WHAT TO PRODUCE =>
Rewrite the listing below with every "stadium stand" changed to "grandstand" and everything else unchanged, leaving out the pictures.

DATASET ROWS =>
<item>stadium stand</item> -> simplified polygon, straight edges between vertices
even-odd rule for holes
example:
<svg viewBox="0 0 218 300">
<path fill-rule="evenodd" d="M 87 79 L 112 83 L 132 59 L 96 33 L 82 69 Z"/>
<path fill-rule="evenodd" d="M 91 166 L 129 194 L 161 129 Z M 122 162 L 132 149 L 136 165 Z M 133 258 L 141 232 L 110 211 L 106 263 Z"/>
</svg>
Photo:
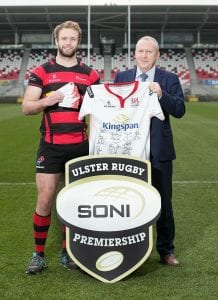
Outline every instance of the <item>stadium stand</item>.
<svg viewBox="0 0 218 300">
<path fill-rule="evenodd" d="M 24 49 L 0 49 L 0 80 L 19 77 Z"/>
<path fill-rule="evenodd" d="M 135 64 L 134 52 L 131 51 L 130 68 Z M 184 49 L 160 49 L 160 58 L 157 64 L 161 69 L 177 74 L 182 82 L 190 81 L 190 73 Z M 116 53 L 111 58 L 111 77 L 115 77 L 116 72 L 128 69 L 127 52 Z"/>
<path fill-rule="evenodd" d="M 56 49 L 31 49 L 25 74 L 25 80 L 29 79 L 30 73 L 36 66 L 44 64 L 45 62 L 55 57 L 56 52 Z"/>
<path fill-rule="evenodd" d="M 50 59 L 56 56 L 56 49 L 31 49 L 27 70 L 25 74 L 25 80 L 29 79 L 32 70 Z M 104 79 L 104 57 L 100 54 L 91 52 L 90 61 L 88 62 L 87 50 L 82 49 L 78 51 L 77 56 L 86 64 L 89 64 L 92 68 L 99 72 L 101 79 Z"/>
<path fill-rule="evenodd" d="M 218 79 L 218 49 L 193 48 L 192 57 L 199 79 Z"/>
</svg>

WRITTEN SOLUTION =>
<item>grandstand</item> -> simplified polygon, straight edges between vertices
even-odd rule for holes
example:
<svg viewBox="0 0 218 300">
<path fill-rule="evenodd" d="M 87 79 L 112 83 L 132 59 L 96 33 L 82 69 Z"/>
<path fill-rule="evenodd" d="M 91 166 L 129 194 L 161 129 Z M 122 162 L 132 149 L 136 165 Z M 133 258 L 141 232 L 110 211 L 106 263 Z"/>
</svg>
Photo:
Outline every instance of the <item>grandstand</item>.
<svg viewBox="0 0 218 300">
<path fill-rule="evenodd" d="M 24 49 L 0 49 L 0 80 L 19 77 Z"/>
<path fill-rule="evenodd" d="M 135 64 L 134 52 L 131 51 L 130 68 Z M 184 49 L 160 49 L 160 58 L 157 64 L 161 69 L 177 74 L 182 82 L 190 81 L 190 73 Z M 116 53 L 111 58 L 111 77 L 115 77 L 116 72 L 128 69 L 127 52 Z"/>
<path fill-rule="evenodd" d="M 56 49 L 31 49 L 25 74 L 25 80 L 29 79 L 30 73 L 36 66 L 44 64 L 45 62 L 55 57 L 56 52 Z"/>
<path fill-rule="evenodd" d="M 50 59 L 56 56 L 56 49 L 31 49 L 27 70 L 25 74 L 25 80 L 29 79 L 32 70 Z M 104 79 L 104 57 L 100 54 L 91 52 L 90 61 L 88 62 L 87 50 L 82 49 L 78 51 L 77 56 L 86 64 L 89 64 L 92 68 L 99 72 L 101 79 Z"/>
<path fill-rule="evenodd" d="M 218 79 L 218 49 L 193 48 L 192 57 L 199 79 Z"/>
</svg>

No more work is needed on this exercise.